Source:
::::

TTL's for glue records in different TLD's -> unresolvable domains

Wed Apr 11 19:02:40 UTC 2001

In protocol terms, this shouldn't be a problem: the nameserver would just
go out and fetch the missing A record (dns1.domain.to).

However, BIND 8 lacks what is called "query restart", which means,
basically, that it loses track of where it is in the process of resolving
a query if there are too many steps involved in resolving it. So when
some but not all of the A RRs associated with a given cached NS RRset
happen to be missing, it basically gives up on the query halfway through.
Usually, the "lack of query restart" problem is kludged by the fact that
the client will retry its query and eventually the nameserver will
complete resolution. But that doesn't happen in all cases, and, besides,
oftentimes the application will time out before enough queries are
attempted.

BIND 9 supposedly has query restart, so eventually this problem will go
away.

- Kevin

abuse at x32174aba94e4.xmx.sez.to wrote:

> Today I encountered a situation where a certain host was unable to
> resolve entries in my domain despite the fact that one of my
> nameservers was functional.  I am wondering if I have stumbled across
> a limitation of the DNS protocol, a bug in bind, or if I have subtly
> misconfigured something.
>
> The domain in question is in the .to TLD.  The authoritative
> nameservers for the domain are:
>
> dns1.domain.to
> dns1.backup.com
> dns2.backup.com
>
> So, when queried for domain.to, the authoritative servers for the .to
> domain send back a glue record for dns1.domain.to, but not for
> dns1.backup.com or dns2.backup.com.

::::

[Items listed within a dataset]
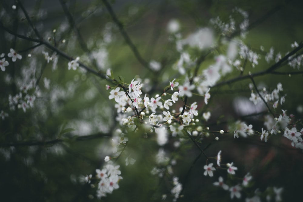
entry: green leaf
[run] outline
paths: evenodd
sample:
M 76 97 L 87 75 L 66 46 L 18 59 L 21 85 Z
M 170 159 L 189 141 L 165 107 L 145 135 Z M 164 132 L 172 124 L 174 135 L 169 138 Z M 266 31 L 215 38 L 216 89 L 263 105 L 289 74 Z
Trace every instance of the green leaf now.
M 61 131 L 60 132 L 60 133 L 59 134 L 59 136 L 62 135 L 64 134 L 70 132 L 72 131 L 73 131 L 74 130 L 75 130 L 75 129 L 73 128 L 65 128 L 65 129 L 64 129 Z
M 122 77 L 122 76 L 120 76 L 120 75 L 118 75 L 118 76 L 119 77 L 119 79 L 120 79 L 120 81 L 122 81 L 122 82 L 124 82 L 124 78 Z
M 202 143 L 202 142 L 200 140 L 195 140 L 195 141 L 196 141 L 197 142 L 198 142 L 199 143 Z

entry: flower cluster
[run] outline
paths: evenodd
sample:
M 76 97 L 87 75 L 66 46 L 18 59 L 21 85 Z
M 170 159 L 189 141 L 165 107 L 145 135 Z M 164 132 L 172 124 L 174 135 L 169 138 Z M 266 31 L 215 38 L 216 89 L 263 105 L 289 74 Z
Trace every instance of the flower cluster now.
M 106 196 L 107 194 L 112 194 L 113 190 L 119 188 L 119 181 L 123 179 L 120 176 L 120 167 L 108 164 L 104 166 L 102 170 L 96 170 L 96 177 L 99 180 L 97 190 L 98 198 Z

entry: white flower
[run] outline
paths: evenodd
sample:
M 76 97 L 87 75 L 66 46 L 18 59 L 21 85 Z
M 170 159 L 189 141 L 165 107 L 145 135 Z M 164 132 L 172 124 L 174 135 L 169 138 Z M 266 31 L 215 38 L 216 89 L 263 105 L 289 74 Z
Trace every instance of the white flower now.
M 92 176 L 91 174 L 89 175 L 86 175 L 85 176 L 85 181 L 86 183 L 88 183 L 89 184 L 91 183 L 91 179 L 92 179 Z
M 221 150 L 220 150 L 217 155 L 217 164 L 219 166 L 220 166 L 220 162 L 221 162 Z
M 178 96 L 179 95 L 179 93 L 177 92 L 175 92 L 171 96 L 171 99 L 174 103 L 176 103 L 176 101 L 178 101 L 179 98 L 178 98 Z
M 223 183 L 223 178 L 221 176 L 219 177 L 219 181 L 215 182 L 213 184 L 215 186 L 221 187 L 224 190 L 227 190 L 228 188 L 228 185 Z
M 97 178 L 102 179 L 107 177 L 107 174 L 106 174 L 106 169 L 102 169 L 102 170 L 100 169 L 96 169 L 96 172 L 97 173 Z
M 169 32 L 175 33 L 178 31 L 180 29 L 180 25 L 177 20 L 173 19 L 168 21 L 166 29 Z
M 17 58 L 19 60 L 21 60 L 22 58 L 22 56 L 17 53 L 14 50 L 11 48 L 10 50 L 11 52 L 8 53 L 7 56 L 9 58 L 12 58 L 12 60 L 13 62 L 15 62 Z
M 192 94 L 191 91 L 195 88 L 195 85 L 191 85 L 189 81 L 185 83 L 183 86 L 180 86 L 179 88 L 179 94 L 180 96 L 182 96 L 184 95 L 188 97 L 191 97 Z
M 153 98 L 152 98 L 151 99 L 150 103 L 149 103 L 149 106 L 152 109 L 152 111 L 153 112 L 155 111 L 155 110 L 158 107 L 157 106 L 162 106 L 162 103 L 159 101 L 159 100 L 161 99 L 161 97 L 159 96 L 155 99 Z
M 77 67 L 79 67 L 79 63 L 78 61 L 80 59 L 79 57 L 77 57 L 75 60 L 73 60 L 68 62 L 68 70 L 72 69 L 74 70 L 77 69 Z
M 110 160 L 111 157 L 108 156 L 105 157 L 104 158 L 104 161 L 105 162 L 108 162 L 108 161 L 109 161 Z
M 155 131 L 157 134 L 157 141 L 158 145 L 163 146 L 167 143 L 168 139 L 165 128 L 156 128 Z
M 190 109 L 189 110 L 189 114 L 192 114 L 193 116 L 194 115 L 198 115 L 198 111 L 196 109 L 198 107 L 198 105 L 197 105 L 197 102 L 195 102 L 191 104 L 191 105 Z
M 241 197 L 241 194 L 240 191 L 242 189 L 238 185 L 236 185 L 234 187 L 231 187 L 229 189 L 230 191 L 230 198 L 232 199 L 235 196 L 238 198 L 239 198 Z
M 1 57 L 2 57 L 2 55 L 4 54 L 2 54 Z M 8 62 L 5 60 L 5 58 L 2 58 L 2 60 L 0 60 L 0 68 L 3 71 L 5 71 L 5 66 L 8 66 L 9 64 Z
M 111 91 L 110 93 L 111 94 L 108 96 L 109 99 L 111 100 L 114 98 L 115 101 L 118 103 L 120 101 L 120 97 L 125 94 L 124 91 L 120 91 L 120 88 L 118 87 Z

::::

Instructions for the task: Continue the DNS glue-record thread from the point where it stops. The dataset material stands apart from the DNS glue-record thread.

Exercise result:
>
> Somewhere along the line, both dns1.backup.com and dns2.backup.com
> fell over.  This still left dns1.domain.to up, so I believed that DNS
> resolution would continue to work for domain.to.  However one of my
> client hosts would not resolve hosts inside domain.to.
>
> As it turns out, the .to servers send glue records with a 1D TTL,
> while the .com servers send glue records with a 2D TTL.
>
> The client, running bind 8.2.3, had cached the 3 NS entries for
> domain.to.  However, since it had been more than 1 day and less than 2
> days since it last queried domain.to, dns1.domain.to's A record had
> expired.  It was only querying the dns1.backup.com and dns2.backup.com
> nameservers, which were of course down.  Since it didn't have a valid
> A record for dns1.domain.to, it never queried that host, and it chose
> not to attempt to refresh that record.
>
> Is this working as designed?  Should the expiration of a glue record
> when other glue records have a higher TTL prevent that host from being
> queried?  How can I prevent clients from experiencing this problem in
> the future?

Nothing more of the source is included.